--- start of Selected extract ---

On March 1, 2013, I recorded a note my journal:
Love is not rational
Has my reader figured that one out yet?
Love and rationality are like oil and water. They don’t mix.
The two really are polar opposites. Love is an emotion. Rationality is intellect. The mind contemplates and reasons out the emotion, gives the emotion words.
Why do some mothers think their murderous sons are good?
Her motherly love.
Why does God help depraved humanity?
His Godly love.
Why do many people get married?
Love is the force that moves people to act beyond reason. Love risks death to save another. Love risks ridicule to be with the one they love.
Love is not rational.
Yet love makes the world go round. Without love the world would be a pretty cold place.
L O V E
To come to the decision that I am about to share required a lengthy period of intense Bible study, along with an examination of theological perspective. It was a decision months, if not years, in the making and required much prayer. So I want to share some background information.
Back in 2001, maybe 2002, my wife and I were in home Bible studies. We covered many Bible books, and even a few Bible study guides. During that process, what I discovered was that I had no ability to actually read and understand the Bible.

--- end of Selected extract ---
--- start of Information supplied ---

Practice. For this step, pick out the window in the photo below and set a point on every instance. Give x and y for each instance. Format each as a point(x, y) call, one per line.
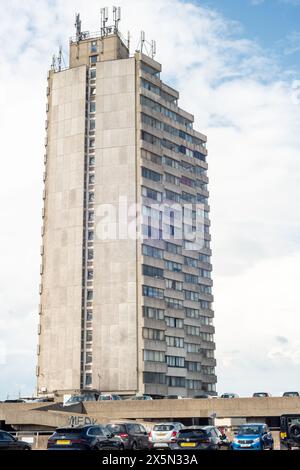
point(91, 197)
point(191, 312)
point(153, 313)
point(153, 334)
point(154, 356)
point(175, 361)
point(154, 378)
point(191, 279)
point(149, 291)
point(152, 175)
point(93, 59)
point(172, 248)
point(174, 342)
point(89, 295)
point(94, 46)
point(174, 285)
point(192, 330)
point(88, 379)
point(190, 262)
point(172, 179)
point(172, 266)
point(151, 271)
point(151, 194)
point(152, 251)
point(175, 381)
point(173, 322)
point(88, 358)
point(89, 336)
point(191, 295)
point(193, 366)
point(176, 304)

--- end of Information supplied ---

## Instructions for the task
From the love-and-rationality text, extract the passage starting with "Why do many" and going on through "some background information.", copied verbatim.

## Written reply
Why do many people get married?
Love is the force that moves people to act beyond reason. Love risks death to save another. Love risks ridicule to be with the one they love.
Love is not rational.
Yet love makes the world go round. Without love the world would be a pretty cold place.
L O V E
To come to the decision that I am about to share required a lengthy period of intense Bible study, along with an examination of theological perspective. It was a decision months, if not years, in the making and required much prayer. So I want to share some background information.